• **Your assignment**
Exclude images and print all the records verbatim.

• **Records for the exercise**
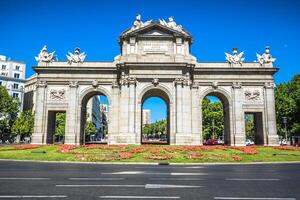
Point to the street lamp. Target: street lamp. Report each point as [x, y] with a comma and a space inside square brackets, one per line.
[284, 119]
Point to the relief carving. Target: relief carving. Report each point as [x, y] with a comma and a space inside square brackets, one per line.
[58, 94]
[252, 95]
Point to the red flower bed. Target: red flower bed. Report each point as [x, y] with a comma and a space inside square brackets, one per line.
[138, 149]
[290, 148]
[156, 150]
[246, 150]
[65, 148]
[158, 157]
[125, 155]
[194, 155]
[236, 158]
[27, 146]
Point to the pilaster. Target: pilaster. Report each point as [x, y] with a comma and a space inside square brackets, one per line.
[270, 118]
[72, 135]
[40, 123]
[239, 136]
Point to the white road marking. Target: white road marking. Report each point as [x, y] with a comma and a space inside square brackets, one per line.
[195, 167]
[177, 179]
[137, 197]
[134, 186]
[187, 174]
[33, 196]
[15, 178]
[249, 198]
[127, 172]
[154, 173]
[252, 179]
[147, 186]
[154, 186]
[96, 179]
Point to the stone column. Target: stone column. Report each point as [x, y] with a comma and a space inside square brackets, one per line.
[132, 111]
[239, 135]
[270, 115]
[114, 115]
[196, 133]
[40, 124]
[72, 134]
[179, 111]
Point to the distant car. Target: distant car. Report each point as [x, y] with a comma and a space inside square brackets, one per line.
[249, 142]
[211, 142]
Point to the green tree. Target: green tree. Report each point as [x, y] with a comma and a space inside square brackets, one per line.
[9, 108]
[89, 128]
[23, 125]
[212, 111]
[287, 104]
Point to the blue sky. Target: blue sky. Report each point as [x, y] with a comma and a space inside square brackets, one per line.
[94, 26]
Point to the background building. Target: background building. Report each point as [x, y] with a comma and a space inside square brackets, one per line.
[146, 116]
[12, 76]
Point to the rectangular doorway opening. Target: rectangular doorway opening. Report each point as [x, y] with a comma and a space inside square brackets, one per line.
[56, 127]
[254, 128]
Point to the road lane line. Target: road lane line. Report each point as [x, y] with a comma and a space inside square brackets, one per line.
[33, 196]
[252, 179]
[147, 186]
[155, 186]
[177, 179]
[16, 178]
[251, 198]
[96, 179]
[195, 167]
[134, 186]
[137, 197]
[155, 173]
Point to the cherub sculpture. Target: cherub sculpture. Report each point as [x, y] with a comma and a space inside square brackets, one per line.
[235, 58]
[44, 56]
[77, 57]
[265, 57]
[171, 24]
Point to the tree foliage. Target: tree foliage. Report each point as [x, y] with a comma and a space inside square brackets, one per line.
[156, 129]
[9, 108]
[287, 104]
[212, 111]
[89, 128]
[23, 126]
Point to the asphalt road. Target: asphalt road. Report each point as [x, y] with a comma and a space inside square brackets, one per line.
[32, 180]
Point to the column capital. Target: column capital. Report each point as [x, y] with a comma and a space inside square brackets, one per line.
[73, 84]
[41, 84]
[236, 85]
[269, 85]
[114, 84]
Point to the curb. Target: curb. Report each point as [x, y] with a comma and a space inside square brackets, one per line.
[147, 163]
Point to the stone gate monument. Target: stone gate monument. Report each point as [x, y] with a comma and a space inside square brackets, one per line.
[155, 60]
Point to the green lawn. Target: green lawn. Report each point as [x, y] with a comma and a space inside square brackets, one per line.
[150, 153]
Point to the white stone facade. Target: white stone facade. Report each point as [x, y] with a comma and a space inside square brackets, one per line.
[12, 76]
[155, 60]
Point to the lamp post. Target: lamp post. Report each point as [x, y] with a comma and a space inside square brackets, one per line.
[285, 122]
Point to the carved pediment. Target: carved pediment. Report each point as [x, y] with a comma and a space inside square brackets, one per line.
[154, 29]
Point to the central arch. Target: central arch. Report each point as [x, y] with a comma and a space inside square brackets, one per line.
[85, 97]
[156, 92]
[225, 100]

• **Completed exercise**
Point to the street lamp. Target: street lamp. Report each point as [x, y] with a comma and a space inside square brackets, one per line.
[284, 119]
Point to the relief carving. Target: relief carving. Report each point as [x, y] with a comma and a space inside square brackets, one per line.
[58, 94]
[252, 95]
Point to the red flower bed. Target: red flower bed. Report each point as [x, y] with a comma and a space inside square brackets, one per line.
[138, 149]
[290, 148]
[156, 150]
[246, 150]
[65, 148]
[158, 157]
[125, 155]
[194, 155]
[236, 158]
[27, 146]
Point to the pilaster. Target: pilaster. Report each point as [x, y] with a comma and a space inside square brackets, one per line.
[270, 118]
[72, 135]
[40, 123]
[239, 136]
Point to the white road marking. Target: white road marking. Report each point as [x, y] with a comma and a space inside square brackets, one per line.
[195, 167]
[177, 179]
[137, 197]
[134, 186]
[187, 174]
[33, 196]
[15, 178]
[249, 198]
[127, 172]
[154, 173]
[252, 179]
[147, 186]
[154, 186]
[96, 179]
Point to the stone column. Target: stone column. Report each point as [x, y] with a comma and a space inside square brackets, one per line.
[132, 111]
[239, 135]
[270, 115]
[114, 115]
[196, 133]
[40, 124]
[72, 134]
[179, 111]
Point to the distant car. Target: distant car. Report each point as [x, y] with a comma and a space inside square brackets, one per line.
[249, 142]
[211, 142]
Point to the green tree. Target: green tree. Report each point as [x, y] with a comma and a space inside square brackets, one per line.
[9, 108]
[89, 128]
[23, 125]
[212, 111]
[287, 104]
Point to the blue sky. Target: blue sky. Report each point as [x, y] with a comma and a space inside square brackets, one per line.
[94, 26]
Point to the background building. Target: background building. Report each point as [x, y] with a comma and a space inside square brackets, one per line.
[146, 116]
[12, 76]
Point to the rectangular doorway opening. Target: rectangular doorway opening. Report each point as [x, y] with a comma and a space inside square brackets, one per line.
[56, 127]
[254, 128]
Point to the road lane line. Target: road lane line. Report each point as [x, y] with a comma and a space inside square brackets, one per line.
[33, 196]
[252, 179]
[147, 186]
[155, 186]
[177, 179]
[16, 178]
[251, 198]
[96, 179]
[195, 167]
[134, 186]
[137, 197]
[155, 173]
Point to the cherub sculpture. Target: cherub sculpture. Report each point as [x, y] with a comma and a space inside square brackets, one per line.
[235, 58]
[44, 56]
[77, 57]
[265, 57]
[171, 24]
Point to the tree foliage. Target: tree foliage. Report each point as [x, y] with a comma and a space inside square brackets, one per line.
[156, 129]
[9, 108]
[287, 104]
[212, 111]
[89, 128]
[23, 126]
Point to the asphalt road. Target: asphalt road. Report each point as [x, y] with a comma and a space inside square brackets, one per line.
[32, 180]
Point to the column capital. Target: column capital. Report each point as [x, y] with a comma and a space inside square brackets, one per line.
[73, 84]
[41, 84]
[236, 85]
[269, 85]
[114, 84]
Point to the curb. Target: curb. Report each point as [x, y] with a comma and a space inside square brackets, one per line.
[147, 163]
Point to the stone gate monument. Target: stone gate monument. Report each point as [x, y] with a comma and a space inside square brackets, one per line.
[155, 60]
Point to the green lawn. Target: green lawn. Report each point as [x, y] with a comma and a space inside square brackets, one per line.
[150, 153]
Point to the white stone facade. Target: white stone facade. Report each point as [x, y] with a comma and a space inside square brackets, one per line.
[12, 76]
[155, 60]
Point to the lamp post. Target: lamp post. Report each point as [x, y] with a comma and a space inside square brackets, one per line.
[285, 122]
Point to the carved pediment. Target: carved pediment. Report each point as [x, y] with a comma and a space inside square brackets, one per line.
[154, 29]
Point to the central arch. Target: central arch. Report each point as [x, y] with a comma and a space inside square brackets, one per line.
[85, 97]
[156, 92]
[225, 100]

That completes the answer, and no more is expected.